- **EXERCISE GOAL**:
Reproduce all of the material below word for word, omitting the pictures.
************
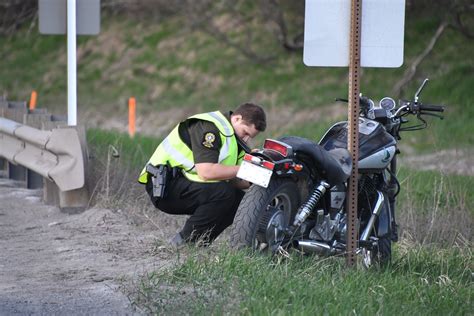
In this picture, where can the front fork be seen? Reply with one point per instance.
(392, 193)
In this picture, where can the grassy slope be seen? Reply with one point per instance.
(421, 282)
(164, 67)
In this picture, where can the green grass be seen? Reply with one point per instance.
(419, 282)
(134, 152)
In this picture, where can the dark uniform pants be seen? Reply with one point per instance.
(212, 206)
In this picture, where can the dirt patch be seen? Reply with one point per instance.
(55, 263)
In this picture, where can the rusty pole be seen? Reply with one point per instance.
(353, 127)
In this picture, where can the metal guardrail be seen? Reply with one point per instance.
(41, 151)
(56, 154)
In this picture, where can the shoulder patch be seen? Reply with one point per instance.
(209, 139)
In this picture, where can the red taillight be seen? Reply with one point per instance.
(269, 165)
(276, 146)
(259, 161)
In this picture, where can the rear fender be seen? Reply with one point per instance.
(384, 221)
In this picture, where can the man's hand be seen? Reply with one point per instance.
(240, 184)
(214, 171)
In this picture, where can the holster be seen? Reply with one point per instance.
(160, 177)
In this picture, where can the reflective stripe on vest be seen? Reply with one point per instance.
(176, 153)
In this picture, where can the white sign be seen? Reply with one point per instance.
(327, 27)
(53, 17)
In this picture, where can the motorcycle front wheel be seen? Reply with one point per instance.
(277, 203)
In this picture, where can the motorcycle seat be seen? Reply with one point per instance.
(335, 166)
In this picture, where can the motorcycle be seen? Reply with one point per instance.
(298, 200)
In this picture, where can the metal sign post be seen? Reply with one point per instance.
(353, 128)
(340, 33)
(74, 18)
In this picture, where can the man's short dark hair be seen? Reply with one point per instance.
(252, 114)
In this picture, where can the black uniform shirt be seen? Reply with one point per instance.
(205, 141)
(203, 137)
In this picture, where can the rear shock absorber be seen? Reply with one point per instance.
(305, 210)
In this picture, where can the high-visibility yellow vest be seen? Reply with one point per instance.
(176, 153)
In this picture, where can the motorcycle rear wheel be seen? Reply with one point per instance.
(281, 195)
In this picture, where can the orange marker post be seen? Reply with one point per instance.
(33, 97)
(131, 116)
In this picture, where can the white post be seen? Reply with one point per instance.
(71, 64)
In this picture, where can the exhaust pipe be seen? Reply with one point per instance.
(313, 246)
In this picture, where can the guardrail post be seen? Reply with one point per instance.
(3, 162)
(50, 189)
(76, 201)
(73, 201)
(34, 118)
(15, 112)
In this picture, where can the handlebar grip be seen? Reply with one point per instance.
(431, 107)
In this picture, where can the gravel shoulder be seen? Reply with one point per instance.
(55, 263)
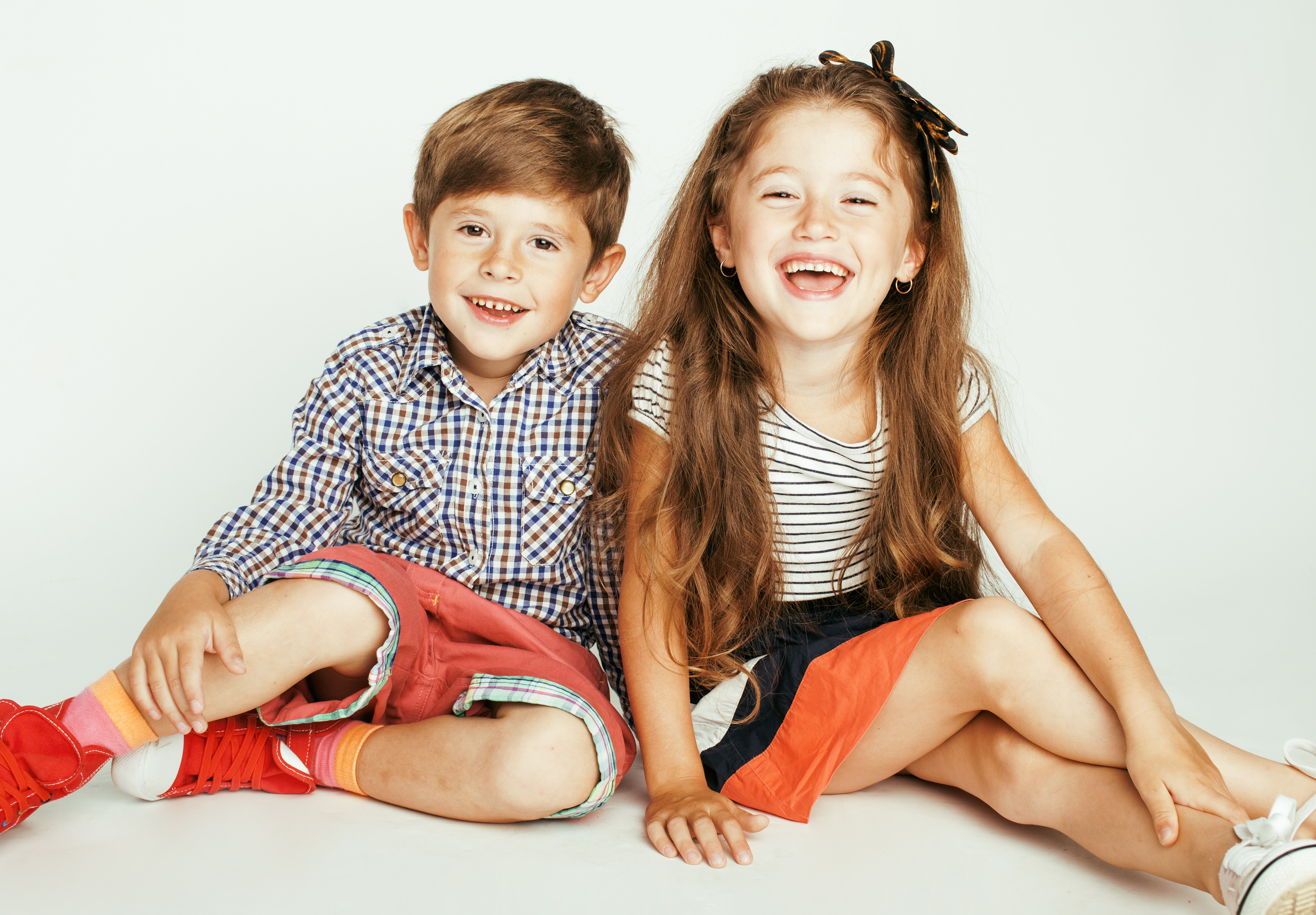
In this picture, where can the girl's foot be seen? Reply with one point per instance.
(1269, 873)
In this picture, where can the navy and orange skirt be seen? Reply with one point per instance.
(824, 673)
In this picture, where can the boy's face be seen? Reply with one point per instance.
(504, 273)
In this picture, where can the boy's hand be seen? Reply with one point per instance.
(165, 672)
(685, 817)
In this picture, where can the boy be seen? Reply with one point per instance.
(428, 648)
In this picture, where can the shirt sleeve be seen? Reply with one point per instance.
(306, 501)
(976, 398)
(652, 392)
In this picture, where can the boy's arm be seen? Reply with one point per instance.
(682, 810)
(299, 507)
(1080, 607)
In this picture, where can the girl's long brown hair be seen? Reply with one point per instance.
(713, 496)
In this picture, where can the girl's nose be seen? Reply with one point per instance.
************
- **REPLY TO THE TASK**:
In this picture, where can the front fork be seen? Reply with one point per instance.
(392, 193)
In this picture, where can the grassy slope be seen? Reply with one point per instance.
(421, 282)
(164, 67)
In this picture, where can the green grass be seen? Reply with one point per instance.
(419, 282)
(134, 152)
In this picture, where can the dark uniform pants be seen? Reply with one point per instance.
(212, 206)
In this picture, where can the dirt patch be seen? Reply with one point per instance.
(55, 263)
In this picture, where can the rusty pole be seen? Reply with one point per instance.
(353, 127)
In this picture, where can the metal guardrail be seen? Reply with one point per instance.
(41, 151)
(56, 154)
In this picture, where can the shoulder patch be seen? Reply with one point per instance.
(209, 139)
In this picture, where can the red taillight be seen? Reply with one point per instance.
(269, 165)
(276, 146)
(259, 161)
In this picture, where can the rear fender be seen? Reply with one point per instance.
(384, 221)
In this picture, where can the man's hand be seen? Reply with one point per instance.
(240, 184)
(214, 171)
In this picture, where can the holster be seen? Reply with one point per instance.
(160, 177)
In this picture, where can the reflective stripe on vest be seen? Reply with one point per instance.
(176, 153)
In this picture, where can the white sign be seen? Reply with one point per instance.
(327, 27)
(53, 17)
In this picture, where can the motorcycle front wheel be seen? Reply with one point per instance.
(277, 203)
In this picture, where can the motorcycle seat be seen? Reply with one point per instance.
(335, 166)
In this picture, where can the motorcycle be seen? Reply with one point per instance.
(298, 200)
In this picture, where can the metal sign post be seen? Reply with one point per instance.
(353, 128)
(340, 33)
(74, 18)
In this picture, where can the man's short dark hair be seen? Reply with one point per instance.
(252, 114)
In this picture, where can the black uniform shirt be seen? Reply with one point per instance.
(205, 141)
(203, 137)
In this picture, where can the rear shock absorber be seen? Reply with one point per instance.
(305, 210)
In this picture, where can the high-visibility yellow vest be seen? Reply with one point per instance.
(176, 153)
In this picture, where can the motorcycle rear wheel be seen? Reply with one point per instance.
(281, 195)
In this picture, where can the orange marker post be seen? Reply with one point per instance.
(33, 97)
(131, 116)
In this picture, where can the white post be seen? Reply with one point per instance.
(71, 64)
In this picture, where can the exhaust pipe be seen? Reply with one point per instance.
(313, 246)
In this picture, where can the guardrail post be seen? Reply with one point per instance.
(3, 162)
(50, 189)
(76, 201)
(73, 201)
(34, 118)
(15, 112)
In this picture, where can the handlebar grip be seen? Reply with one point per instance.
(431, 107)
In this picture, where can the gravel shoulder be seen? Reply with one point per instance.
(55, 263)
In this picture, where can the girl's foot be seen? Reply with one point per instance.
(1269, 873)
In this picture, where can the navy and orange skirt be seen? Reply with one point per instance.
(824, 673)
In this picture, where can the boy's face be seen? Reply with one point per instance.
(504, 273)
In this picture, where can the boy's hand be seen? Reply with one point per instance.
(165, 672)
(685, 817)
In this picture, where can the boy be seen? Reply with one point per instance.
(428, 648)
In this picture, where can the shirt sleeve be seen? Reply with one point per instance.
(306, 501)
(976, 398)
(652, 392)
In this picture, where can the boy's arm be seen? Reply with one point per instance.
(682, 810)
(299, 507)
(1080, 607)
In this picture, where can the girl's long brown hair be seen? Reply with one point per instance.
(713, 496)
In this picture, where can the girl's nose be seen? Reply with one point per instance.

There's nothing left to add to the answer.